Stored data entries
__________________________________________________

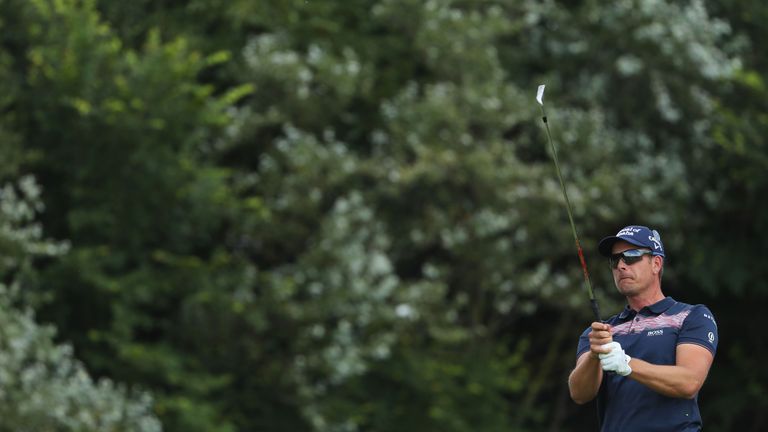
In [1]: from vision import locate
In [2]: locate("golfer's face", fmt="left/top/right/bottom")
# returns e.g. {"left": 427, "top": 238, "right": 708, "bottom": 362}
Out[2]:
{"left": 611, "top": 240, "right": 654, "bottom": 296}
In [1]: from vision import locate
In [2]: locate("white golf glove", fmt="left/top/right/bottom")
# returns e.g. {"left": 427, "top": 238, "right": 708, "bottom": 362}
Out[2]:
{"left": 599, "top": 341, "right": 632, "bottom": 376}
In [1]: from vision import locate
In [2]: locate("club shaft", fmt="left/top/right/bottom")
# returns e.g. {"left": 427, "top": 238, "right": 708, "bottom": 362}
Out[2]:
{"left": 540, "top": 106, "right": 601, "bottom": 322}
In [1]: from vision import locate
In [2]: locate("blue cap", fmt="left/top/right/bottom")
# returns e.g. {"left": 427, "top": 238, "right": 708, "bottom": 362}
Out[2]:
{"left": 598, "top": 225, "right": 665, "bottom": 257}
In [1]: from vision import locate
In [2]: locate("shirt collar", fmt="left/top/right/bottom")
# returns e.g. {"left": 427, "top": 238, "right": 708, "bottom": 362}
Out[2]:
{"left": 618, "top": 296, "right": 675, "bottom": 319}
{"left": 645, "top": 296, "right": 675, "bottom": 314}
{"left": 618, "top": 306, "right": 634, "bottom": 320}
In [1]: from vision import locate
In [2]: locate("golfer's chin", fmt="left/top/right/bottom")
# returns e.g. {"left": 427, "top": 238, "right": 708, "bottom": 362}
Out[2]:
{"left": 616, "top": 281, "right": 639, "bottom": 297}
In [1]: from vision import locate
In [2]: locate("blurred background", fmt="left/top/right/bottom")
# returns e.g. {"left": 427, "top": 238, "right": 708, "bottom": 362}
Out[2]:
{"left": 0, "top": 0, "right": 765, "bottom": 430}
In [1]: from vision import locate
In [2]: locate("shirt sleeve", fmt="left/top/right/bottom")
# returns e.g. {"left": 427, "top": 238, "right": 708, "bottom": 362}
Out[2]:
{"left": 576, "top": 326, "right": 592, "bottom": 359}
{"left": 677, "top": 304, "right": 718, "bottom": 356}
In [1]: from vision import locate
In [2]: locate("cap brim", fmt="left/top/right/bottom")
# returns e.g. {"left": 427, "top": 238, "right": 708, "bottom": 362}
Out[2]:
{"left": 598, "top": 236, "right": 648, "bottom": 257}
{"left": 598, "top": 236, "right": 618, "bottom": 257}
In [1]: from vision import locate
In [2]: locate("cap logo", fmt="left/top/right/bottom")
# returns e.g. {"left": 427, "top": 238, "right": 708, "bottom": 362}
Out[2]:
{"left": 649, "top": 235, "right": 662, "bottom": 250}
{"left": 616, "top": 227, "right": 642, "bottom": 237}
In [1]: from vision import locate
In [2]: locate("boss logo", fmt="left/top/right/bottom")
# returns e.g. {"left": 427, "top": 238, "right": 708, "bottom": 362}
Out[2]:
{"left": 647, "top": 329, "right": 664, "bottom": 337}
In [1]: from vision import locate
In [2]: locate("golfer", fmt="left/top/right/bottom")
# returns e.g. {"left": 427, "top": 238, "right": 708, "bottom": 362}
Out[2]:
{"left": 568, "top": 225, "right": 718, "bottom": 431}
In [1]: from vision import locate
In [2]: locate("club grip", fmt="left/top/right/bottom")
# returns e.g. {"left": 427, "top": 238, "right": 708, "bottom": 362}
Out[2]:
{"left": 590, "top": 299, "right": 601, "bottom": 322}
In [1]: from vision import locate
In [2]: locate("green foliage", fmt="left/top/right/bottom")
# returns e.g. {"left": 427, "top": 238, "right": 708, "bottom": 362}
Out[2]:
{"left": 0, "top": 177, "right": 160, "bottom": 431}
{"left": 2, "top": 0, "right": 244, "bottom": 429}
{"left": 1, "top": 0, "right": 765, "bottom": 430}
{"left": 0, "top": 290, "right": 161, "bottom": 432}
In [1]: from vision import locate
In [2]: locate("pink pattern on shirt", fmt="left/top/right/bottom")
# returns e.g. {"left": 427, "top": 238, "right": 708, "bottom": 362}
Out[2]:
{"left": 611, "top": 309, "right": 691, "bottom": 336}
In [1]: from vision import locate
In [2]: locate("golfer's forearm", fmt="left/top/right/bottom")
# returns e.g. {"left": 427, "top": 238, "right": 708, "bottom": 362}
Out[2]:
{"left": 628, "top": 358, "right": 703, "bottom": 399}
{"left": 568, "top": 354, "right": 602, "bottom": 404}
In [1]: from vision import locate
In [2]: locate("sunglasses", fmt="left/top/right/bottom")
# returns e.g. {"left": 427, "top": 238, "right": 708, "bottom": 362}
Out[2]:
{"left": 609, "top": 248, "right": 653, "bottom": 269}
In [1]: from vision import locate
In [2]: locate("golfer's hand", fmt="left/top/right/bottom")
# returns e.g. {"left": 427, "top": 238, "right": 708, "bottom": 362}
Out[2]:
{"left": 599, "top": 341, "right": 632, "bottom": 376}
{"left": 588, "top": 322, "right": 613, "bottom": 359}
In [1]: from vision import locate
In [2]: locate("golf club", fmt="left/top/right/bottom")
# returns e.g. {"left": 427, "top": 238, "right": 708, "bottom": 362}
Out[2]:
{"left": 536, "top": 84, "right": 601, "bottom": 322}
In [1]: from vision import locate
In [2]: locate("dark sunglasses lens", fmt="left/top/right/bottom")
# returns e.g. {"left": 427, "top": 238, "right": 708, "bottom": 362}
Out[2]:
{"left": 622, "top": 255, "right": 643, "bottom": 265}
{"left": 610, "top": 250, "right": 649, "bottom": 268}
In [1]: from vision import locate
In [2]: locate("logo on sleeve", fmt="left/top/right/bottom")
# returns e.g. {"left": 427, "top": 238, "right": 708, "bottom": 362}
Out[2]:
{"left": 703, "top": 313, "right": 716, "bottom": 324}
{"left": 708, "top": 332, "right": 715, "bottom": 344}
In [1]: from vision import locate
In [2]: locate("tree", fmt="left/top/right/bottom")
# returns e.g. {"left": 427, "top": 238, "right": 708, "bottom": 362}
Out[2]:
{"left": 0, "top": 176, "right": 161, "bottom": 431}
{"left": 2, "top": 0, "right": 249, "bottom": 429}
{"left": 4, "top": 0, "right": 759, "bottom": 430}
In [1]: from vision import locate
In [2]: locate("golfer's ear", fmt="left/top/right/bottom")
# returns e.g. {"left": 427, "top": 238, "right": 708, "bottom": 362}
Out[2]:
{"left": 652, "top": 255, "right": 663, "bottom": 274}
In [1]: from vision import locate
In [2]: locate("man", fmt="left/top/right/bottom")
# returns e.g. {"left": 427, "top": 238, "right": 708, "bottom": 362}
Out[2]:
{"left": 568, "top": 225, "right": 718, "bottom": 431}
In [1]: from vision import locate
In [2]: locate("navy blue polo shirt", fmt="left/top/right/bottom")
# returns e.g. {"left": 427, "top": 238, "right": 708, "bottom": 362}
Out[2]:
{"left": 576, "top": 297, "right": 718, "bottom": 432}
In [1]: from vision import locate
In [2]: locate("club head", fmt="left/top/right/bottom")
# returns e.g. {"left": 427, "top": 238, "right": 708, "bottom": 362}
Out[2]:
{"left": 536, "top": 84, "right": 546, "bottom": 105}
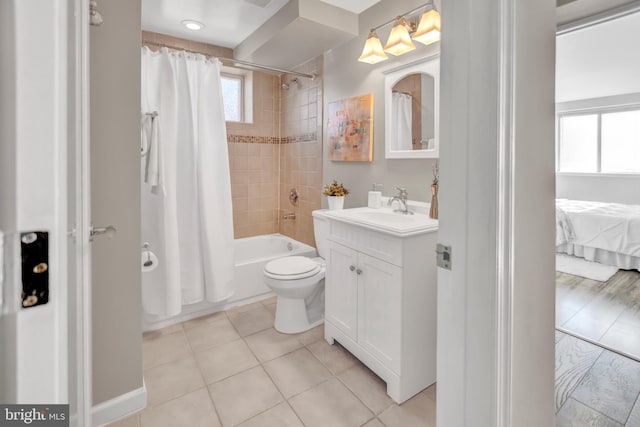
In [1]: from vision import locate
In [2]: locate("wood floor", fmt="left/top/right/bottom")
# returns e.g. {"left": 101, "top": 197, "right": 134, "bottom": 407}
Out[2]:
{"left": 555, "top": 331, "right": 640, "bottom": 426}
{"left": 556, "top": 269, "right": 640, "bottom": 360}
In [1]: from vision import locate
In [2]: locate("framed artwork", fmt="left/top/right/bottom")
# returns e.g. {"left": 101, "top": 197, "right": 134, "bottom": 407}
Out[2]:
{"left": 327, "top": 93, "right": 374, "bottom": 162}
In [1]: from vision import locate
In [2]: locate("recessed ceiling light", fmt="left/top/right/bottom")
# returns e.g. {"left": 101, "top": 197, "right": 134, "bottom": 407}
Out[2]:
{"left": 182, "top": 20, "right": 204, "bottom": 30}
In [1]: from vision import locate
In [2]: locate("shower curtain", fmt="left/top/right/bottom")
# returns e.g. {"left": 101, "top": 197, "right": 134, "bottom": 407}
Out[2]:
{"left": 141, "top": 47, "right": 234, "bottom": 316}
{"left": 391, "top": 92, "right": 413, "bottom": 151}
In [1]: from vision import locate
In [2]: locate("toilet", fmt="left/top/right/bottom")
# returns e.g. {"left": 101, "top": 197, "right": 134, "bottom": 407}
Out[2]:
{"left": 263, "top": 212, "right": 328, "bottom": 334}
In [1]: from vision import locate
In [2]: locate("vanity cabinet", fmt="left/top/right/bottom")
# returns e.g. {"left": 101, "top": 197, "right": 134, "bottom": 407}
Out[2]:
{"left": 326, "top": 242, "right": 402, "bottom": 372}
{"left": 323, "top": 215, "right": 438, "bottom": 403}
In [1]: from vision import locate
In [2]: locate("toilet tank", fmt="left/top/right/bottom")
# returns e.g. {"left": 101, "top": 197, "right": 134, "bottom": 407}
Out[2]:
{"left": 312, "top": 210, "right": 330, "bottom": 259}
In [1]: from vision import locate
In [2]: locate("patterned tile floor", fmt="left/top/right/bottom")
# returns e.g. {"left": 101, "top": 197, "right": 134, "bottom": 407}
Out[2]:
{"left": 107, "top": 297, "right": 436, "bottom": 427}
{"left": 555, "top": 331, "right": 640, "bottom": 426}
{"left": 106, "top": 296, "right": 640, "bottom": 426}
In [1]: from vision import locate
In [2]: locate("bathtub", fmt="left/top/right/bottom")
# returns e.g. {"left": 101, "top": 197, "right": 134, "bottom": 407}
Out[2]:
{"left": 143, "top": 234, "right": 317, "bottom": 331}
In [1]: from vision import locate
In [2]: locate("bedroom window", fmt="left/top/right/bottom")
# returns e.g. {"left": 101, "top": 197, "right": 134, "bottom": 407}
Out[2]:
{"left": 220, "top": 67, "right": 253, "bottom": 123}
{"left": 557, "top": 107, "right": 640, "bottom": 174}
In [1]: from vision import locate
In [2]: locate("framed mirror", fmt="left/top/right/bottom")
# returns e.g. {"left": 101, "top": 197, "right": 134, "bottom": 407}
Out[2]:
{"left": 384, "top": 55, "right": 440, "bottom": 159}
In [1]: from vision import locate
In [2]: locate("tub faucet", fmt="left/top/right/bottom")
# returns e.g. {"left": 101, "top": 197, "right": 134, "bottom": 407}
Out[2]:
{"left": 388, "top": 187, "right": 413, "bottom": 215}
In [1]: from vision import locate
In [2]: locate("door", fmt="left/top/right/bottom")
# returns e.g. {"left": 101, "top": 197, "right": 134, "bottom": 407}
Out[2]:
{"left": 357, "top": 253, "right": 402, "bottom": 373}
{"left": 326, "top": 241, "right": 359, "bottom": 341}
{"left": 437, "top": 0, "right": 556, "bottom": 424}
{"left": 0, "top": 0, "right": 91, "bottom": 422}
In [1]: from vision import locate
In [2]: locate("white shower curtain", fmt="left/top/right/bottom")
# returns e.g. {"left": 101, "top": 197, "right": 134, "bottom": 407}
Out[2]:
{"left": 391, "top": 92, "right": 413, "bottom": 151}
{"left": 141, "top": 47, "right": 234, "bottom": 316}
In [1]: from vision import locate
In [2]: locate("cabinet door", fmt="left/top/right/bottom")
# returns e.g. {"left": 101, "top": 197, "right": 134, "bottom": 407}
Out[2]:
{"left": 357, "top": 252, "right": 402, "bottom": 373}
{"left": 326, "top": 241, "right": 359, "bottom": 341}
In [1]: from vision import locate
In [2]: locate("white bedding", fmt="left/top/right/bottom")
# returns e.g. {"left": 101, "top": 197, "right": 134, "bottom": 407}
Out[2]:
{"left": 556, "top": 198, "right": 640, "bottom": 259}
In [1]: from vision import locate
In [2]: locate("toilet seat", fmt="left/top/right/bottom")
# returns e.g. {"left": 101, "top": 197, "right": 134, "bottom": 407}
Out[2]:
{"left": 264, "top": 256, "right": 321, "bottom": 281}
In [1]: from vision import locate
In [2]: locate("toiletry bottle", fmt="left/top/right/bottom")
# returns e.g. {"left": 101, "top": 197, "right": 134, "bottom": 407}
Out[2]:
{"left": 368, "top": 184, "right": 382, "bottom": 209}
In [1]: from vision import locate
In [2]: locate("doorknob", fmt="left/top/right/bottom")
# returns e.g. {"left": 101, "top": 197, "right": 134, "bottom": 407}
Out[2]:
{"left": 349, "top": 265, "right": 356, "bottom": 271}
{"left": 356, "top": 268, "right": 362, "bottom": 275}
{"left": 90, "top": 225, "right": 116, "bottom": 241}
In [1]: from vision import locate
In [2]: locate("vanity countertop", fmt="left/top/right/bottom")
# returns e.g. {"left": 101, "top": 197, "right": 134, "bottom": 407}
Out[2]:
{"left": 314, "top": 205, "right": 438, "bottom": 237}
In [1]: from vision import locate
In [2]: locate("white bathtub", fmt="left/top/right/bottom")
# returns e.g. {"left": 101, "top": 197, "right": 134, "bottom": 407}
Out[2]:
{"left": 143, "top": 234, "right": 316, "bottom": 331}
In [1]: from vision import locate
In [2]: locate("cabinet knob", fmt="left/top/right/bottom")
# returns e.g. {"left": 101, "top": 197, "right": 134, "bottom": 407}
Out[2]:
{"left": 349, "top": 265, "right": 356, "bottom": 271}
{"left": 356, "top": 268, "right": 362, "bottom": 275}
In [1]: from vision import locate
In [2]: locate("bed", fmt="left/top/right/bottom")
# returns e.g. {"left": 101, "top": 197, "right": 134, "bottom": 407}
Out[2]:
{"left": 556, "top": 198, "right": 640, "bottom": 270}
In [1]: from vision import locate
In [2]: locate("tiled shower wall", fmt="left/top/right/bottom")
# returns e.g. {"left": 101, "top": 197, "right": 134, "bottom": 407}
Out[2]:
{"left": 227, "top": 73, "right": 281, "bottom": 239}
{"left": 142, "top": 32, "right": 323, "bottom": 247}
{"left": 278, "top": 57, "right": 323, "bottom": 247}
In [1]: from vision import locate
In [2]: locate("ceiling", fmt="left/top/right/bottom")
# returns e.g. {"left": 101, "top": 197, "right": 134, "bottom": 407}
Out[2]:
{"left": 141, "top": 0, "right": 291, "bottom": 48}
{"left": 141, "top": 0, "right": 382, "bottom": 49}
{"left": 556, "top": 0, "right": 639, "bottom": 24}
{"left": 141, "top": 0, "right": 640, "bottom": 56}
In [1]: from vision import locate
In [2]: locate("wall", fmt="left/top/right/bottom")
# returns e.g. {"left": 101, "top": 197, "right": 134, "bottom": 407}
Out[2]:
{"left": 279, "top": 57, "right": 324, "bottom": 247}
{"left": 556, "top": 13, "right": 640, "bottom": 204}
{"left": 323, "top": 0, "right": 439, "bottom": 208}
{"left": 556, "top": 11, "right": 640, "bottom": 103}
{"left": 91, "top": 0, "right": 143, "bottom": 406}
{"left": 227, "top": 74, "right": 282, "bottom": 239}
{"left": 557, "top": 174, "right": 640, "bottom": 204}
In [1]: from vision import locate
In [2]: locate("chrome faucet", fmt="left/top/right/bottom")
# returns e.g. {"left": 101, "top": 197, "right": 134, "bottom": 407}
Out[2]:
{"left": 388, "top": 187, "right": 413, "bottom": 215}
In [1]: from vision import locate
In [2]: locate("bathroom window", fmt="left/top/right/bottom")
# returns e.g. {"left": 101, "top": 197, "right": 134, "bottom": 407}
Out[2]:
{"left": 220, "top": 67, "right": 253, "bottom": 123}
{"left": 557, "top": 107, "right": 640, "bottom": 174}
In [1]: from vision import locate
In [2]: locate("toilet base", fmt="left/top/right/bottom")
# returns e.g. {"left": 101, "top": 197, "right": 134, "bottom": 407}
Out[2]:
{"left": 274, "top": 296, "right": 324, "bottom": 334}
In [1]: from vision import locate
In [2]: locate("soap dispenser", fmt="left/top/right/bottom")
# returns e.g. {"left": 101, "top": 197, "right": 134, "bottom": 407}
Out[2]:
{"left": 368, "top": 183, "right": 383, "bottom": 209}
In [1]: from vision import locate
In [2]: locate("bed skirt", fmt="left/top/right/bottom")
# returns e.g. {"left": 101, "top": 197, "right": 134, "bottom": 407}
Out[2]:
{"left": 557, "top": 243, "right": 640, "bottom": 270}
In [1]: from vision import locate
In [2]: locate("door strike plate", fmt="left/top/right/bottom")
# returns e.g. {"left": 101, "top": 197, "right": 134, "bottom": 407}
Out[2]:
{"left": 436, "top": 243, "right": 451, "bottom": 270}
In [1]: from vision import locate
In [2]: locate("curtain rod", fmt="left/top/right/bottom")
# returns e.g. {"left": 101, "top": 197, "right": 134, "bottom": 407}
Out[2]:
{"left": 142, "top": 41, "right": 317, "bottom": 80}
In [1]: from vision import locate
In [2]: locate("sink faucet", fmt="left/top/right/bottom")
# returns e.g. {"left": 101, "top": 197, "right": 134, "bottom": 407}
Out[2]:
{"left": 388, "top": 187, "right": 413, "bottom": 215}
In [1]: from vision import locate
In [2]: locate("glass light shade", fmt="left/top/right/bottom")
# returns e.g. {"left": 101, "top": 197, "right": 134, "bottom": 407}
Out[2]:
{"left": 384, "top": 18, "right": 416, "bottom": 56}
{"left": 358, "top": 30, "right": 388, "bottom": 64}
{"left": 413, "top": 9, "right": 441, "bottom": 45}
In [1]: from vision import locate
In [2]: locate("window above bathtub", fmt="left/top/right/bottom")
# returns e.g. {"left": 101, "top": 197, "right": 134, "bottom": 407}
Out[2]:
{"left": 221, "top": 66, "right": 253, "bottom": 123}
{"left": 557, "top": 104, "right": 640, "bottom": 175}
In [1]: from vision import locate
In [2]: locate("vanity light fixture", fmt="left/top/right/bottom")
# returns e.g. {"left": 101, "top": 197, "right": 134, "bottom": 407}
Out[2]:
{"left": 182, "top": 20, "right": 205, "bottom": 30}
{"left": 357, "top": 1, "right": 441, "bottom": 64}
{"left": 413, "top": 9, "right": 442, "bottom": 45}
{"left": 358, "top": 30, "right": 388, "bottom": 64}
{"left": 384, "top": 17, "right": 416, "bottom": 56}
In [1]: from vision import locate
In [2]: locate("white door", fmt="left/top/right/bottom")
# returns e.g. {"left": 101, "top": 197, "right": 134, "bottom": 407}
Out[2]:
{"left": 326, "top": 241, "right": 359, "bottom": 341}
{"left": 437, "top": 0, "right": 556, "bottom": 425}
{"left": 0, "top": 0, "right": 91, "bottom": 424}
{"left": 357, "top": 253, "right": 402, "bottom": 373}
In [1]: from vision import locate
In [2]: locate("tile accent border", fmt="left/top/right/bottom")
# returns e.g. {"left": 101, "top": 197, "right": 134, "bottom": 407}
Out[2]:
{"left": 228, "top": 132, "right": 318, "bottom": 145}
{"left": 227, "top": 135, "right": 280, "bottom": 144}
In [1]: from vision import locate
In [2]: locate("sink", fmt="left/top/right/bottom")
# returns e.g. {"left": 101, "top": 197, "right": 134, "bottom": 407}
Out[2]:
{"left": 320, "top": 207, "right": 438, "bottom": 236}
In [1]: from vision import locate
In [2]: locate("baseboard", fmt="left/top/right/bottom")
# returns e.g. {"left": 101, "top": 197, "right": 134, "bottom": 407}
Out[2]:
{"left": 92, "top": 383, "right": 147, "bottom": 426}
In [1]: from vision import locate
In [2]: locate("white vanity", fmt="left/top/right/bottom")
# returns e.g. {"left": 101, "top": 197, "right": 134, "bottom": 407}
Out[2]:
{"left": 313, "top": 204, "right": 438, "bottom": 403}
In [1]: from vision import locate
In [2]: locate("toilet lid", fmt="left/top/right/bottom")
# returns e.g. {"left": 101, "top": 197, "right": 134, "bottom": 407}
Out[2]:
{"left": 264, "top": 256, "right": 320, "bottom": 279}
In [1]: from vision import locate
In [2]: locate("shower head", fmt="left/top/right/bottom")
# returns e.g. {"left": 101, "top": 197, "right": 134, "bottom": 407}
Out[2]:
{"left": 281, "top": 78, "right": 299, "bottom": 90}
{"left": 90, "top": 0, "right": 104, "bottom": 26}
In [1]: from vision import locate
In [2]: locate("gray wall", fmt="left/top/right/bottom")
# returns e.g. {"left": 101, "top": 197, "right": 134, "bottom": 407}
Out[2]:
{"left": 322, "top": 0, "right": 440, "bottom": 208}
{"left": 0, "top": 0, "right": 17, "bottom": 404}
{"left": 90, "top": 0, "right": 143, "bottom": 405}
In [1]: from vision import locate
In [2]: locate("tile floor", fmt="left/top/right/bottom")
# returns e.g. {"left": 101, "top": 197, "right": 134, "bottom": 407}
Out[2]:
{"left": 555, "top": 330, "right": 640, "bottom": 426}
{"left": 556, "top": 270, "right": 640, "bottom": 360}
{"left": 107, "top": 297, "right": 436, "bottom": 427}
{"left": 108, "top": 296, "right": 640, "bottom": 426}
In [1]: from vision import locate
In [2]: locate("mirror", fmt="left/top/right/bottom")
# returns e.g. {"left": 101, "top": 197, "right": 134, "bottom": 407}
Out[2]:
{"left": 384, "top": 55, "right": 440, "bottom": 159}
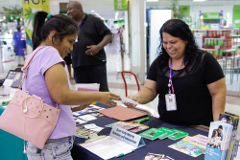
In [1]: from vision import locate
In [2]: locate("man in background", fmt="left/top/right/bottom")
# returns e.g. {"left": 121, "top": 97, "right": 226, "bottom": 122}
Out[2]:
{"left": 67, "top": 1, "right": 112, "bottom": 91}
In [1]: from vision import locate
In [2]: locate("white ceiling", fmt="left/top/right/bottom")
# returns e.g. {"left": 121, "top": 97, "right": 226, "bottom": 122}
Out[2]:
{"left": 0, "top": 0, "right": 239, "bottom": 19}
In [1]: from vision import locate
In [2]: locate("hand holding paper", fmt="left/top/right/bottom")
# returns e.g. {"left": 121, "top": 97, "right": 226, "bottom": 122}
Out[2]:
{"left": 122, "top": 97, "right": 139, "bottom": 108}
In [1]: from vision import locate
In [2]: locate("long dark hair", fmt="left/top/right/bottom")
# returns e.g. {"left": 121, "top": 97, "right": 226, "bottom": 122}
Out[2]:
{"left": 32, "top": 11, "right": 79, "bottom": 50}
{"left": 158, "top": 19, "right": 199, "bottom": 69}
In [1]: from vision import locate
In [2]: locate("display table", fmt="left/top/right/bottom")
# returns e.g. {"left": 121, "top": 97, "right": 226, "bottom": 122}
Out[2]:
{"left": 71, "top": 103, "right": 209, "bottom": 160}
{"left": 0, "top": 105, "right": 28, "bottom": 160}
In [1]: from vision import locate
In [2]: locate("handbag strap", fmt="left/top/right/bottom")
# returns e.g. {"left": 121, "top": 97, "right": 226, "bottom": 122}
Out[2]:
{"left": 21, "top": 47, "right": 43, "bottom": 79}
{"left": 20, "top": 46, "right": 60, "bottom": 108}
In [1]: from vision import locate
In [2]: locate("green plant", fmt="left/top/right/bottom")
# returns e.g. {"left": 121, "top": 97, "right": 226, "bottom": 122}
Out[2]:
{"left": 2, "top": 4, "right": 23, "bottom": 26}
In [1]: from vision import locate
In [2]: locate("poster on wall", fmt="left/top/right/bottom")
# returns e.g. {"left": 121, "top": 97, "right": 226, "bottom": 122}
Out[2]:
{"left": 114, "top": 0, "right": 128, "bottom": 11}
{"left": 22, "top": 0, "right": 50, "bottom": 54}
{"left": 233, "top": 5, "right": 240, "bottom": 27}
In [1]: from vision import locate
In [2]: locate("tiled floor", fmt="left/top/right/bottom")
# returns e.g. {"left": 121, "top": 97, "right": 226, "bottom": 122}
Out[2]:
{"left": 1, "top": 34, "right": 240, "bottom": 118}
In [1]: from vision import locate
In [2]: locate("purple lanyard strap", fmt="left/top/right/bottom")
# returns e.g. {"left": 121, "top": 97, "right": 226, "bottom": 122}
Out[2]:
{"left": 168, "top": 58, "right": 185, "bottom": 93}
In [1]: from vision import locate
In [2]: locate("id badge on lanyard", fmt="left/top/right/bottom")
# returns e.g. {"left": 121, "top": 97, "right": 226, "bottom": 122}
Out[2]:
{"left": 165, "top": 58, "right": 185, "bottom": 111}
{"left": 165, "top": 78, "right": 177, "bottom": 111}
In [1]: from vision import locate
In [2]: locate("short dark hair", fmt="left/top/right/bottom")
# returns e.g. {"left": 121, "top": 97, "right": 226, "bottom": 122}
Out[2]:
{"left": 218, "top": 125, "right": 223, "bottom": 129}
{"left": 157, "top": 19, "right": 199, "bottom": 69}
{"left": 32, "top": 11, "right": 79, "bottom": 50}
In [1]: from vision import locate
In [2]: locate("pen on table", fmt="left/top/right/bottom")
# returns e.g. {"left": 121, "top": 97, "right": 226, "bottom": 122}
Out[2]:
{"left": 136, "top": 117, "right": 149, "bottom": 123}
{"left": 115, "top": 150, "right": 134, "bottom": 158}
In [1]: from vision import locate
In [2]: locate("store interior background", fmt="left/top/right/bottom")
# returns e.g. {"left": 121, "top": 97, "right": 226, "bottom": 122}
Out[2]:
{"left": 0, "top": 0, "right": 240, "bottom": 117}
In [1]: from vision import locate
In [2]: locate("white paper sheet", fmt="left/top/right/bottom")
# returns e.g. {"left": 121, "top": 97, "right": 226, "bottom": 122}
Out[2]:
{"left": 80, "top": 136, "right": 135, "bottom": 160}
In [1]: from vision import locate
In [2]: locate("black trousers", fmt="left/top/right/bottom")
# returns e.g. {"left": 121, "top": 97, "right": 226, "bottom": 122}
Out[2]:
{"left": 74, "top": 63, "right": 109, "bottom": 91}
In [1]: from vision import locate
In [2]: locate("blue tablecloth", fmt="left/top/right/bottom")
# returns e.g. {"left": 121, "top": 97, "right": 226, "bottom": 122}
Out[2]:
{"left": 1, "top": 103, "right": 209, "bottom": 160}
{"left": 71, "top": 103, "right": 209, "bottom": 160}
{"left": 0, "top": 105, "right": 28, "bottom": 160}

__________________________________________________

▶ [Instructions for the task] Each line above that contains the string "paper" should be identified and copied.

▶ [Answer space]
In [2]: locate("hand holding paper", fmt="left/top/right/bottom")
In [2]: locate("white paper sheet", fmt="left/top/right/bottom")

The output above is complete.